> **Exercise directions**
Repeat exactly the lines of the entries below from the one with "negative clicks: (418, 157)" through the one with "rough mask: <svg", both ends included, and nothing else.

> **Given data**
* * * * * * *
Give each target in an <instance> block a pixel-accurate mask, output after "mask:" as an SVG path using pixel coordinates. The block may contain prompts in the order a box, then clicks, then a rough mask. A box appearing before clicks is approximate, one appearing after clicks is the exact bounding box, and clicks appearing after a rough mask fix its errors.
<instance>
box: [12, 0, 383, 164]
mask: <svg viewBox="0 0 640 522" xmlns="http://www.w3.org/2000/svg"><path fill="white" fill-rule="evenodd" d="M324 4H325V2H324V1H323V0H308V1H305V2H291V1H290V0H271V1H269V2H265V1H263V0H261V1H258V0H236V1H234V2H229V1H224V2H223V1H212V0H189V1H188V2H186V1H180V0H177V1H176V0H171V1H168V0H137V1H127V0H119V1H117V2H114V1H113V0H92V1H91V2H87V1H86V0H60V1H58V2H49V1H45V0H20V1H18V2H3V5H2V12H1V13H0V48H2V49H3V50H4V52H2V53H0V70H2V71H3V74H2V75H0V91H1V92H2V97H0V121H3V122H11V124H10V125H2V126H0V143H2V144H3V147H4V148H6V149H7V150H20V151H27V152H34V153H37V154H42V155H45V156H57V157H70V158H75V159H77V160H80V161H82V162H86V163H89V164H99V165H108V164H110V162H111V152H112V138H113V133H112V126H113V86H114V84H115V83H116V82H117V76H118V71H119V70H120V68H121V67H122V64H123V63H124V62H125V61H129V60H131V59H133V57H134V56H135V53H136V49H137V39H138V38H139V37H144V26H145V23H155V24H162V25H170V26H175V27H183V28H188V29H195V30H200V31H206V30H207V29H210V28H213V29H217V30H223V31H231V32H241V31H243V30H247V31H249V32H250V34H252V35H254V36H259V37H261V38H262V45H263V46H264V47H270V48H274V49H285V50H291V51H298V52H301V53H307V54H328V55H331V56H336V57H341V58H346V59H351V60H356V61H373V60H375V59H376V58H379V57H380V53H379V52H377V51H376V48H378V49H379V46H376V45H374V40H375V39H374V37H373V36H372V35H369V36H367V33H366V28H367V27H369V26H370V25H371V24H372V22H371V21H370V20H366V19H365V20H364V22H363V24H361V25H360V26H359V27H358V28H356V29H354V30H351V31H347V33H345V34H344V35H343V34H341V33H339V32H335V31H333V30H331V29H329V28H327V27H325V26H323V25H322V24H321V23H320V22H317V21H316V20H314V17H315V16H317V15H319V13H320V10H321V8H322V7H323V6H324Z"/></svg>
* * * * * * *
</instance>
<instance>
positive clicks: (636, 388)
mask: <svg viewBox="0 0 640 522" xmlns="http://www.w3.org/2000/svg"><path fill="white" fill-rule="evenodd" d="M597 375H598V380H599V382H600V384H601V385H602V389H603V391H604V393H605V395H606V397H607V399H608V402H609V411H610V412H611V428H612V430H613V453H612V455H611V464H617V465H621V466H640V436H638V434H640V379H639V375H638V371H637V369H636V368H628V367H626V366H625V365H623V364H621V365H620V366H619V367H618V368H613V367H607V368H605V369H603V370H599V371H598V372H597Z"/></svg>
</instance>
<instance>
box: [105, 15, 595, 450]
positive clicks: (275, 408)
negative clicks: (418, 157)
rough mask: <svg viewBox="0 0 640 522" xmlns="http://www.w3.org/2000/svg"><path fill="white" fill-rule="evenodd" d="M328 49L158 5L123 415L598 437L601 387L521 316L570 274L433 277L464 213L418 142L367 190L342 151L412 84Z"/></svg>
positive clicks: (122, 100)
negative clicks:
* * * * * * *
> **Result for this task**
negative clicks: (418, 157)
rough mask: <svg viewBox="0 0 640 522" xmlns="http://www.w3.org/2000/svg"><path fill="white" fill-rule="evenodd" d="M328 49L158 5L123 415L598 437L601 387L521 316L570 274L433 277L464 213L418 142L367 190L342 151L412 84Z"/></svg>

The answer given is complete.